### 题目
从下面的材料中挑出所有包含字符串“frozen”的行并照抄出来，大小写须完全一致。

### 现有材料

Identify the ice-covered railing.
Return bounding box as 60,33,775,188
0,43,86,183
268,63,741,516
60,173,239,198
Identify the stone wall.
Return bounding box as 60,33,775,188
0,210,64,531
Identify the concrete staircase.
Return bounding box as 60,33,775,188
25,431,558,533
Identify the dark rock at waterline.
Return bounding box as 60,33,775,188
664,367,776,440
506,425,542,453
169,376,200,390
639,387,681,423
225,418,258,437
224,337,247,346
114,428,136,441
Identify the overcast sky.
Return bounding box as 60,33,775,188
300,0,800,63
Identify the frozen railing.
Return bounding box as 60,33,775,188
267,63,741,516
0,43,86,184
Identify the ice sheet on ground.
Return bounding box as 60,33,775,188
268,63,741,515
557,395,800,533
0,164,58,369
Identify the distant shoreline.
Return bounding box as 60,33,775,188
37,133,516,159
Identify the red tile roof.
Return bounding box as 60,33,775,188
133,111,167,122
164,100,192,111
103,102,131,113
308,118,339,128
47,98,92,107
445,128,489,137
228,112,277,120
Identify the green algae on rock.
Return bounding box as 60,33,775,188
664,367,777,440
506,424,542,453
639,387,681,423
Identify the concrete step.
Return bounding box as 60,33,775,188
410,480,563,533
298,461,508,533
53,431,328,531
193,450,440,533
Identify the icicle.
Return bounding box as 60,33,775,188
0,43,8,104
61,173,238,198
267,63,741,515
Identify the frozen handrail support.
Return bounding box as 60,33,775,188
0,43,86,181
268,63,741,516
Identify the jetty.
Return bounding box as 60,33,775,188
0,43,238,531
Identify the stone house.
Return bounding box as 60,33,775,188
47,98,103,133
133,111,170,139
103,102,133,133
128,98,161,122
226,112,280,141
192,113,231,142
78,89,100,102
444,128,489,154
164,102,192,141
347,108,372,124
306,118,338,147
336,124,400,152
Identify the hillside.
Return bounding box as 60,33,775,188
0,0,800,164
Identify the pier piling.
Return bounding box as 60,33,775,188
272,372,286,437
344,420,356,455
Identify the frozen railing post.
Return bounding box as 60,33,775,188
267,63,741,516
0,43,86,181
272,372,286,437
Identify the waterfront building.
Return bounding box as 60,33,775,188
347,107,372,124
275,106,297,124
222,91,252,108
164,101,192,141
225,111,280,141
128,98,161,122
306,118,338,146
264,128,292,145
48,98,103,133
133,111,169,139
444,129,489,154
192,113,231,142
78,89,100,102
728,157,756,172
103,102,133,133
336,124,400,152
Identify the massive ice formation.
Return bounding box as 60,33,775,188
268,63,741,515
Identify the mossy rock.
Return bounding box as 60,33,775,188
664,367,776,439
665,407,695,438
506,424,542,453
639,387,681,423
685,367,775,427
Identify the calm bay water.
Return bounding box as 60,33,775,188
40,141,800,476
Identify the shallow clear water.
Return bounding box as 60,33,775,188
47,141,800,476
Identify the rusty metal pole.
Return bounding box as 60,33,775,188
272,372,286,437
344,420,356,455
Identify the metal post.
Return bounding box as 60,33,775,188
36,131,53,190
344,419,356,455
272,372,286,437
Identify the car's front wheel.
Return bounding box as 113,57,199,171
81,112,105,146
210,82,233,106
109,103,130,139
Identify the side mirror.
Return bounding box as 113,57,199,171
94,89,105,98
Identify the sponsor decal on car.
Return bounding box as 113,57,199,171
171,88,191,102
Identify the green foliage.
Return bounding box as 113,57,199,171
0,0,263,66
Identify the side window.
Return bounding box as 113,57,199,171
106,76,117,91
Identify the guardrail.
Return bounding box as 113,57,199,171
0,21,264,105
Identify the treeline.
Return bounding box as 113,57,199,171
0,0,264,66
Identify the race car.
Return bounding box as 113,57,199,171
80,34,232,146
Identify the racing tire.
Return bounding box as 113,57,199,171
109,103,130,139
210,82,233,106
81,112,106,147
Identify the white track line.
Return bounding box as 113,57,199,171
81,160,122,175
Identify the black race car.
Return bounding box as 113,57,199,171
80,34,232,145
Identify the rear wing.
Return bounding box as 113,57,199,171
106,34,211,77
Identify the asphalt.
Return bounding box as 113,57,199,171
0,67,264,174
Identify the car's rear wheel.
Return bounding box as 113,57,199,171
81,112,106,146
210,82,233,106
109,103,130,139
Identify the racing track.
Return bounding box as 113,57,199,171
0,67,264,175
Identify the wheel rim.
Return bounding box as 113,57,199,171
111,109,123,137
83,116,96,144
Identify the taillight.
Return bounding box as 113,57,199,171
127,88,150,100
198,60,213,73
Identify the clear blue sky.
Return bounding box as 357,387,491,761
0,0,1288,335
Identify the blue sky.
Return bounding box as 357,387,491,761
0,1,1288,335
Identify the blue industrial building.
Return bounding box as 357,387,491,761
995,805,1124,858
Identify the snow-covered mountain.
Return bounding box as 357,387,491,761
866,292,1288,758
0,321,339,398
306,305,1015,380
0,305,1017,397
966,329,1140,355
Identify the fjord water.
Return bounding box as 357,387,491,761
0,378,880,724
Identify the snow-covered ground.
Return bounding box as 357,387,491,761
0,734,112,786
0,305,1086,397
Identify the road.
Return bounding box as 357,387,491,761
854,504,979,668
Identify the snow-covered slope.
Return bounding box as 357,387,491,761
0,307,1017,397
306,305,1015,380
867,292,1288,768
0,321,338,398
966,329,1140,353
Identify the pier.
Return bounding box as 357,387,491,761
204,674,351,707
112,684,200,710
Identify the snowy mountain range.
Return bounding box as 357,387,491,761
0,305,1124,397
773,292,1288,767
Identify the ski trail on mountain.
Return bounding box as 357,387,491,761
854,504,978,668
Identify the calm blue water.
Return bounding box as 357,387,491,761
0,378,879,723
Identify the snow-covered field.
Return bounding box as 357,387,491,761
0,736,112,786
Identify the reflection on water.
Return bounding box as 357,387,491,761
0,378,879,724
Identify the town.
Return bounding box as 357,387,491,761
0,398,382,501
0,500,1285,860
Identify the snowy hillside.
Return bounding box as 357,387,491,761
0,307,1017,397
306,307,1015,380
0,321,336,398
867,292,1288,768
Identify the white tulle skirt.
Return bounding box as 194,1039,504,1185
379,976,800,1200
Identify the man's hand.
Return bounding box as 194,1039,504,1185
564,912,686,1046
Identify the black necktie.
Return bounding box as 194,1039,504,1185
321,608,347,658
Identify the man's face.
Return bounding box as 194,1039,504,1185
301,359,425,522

### 本题答案
Identify the frozen railing.
Identify the frozen handrail support.
Identify the frozen railing post.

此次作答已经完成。